Gestellte Aufgabe 1:
Gib aus dem Forumsthread über farbigen Kies den Abschnitt wortgetreu aus, der bei "hab vor kurzem" beginnt und bei "haben,haben,haben!!!" endet.

___ Auszug

# Farbiger Kies



## buddler (14. Okt. 2010)

hallo zusammen!
hab vor kurzem mal nen weg auf einem bild im net gesehen,der aus blauem kies oder glaskies angelegt war.das hat mich so fasziniert,dass mir das wohl keine ruhe mehr lassen wird.
haben,haben,haben!!!
hat jemand von euch schon erfahrungen damit gesammelt und wie liegen die preise?
hoffentlich hauen mich die preise nicht um.hab mal oberflächlich danach gesucht und die kilopreise waren für glaskies schon enorm.
mal sehen,vielleicht hat ja jemand schon erfahrungen gesammelt.
gruß vom jörg


----------



## Limnos (14. Okt. 2010)

*AW: Farbiger Kies*

Hi Jörg

Wir haben einmal weißen (klaren) Glasbruch (nicht von Flächenglas) als "Zierkies" gekauft. Er kostete in einer Glashütte das Kilo 10 €, Nach dem letzten Winter zerfiel er durch Frosteinwirkung in kleinere Stücke. Außerdem wurde er durch Pflanzenteile, die von Bäumen fielen bräunlich und unansehnlich. Bei Waschen zerschnitt er die Hände. Nie wieder!!!

MfG.
Wolfgang


----------



## buddler (15. Okt. 2010)

*AW: Farbiger Kies*

hallo!
die bedenken hatte ich auch schon.starke temperaturschwankungen sah ich auch als auslöser an.
aber 10 euro ist wohl etwas überteuert.bei ebay gibts auch schon anbieter für 2 euro das kilo.

______
___ Inhalt der Datensätze

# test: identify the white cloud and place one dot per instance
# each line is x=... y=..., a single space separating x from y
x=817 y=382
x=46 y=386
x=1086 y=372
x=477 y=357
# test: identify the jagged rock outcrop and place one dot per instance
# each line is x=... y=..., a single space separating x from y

______

Gestellte Aufgabe 2:
Tausche in sämtlichen Datensätzen oben "identify" gegen "locate" aus. Alles Übrige in diesen Zeilen bleibt unverändert.

Vollständige Antwort 1:
hab vor kurzem mal nen weg auf einem bild im net gesehen,der aus blauem kies oder glaskies angelegt war.das hat mich so fasziniert,dass mir das wohl keine ruhe mehr lassen wird.
haben,haben,haben!!!

Vollständige Antwort 2:
# test: locate the white cloud and place one dot per instance
# each line is x=... y=..., a single space separating x from y
x=817 y=382
x=46 y=386
x=1086 y=372
x=477 y=357
# test: locate the jagged rock outcrop and place one dot per instance
# each line is x=... y=..., a single space separating x from y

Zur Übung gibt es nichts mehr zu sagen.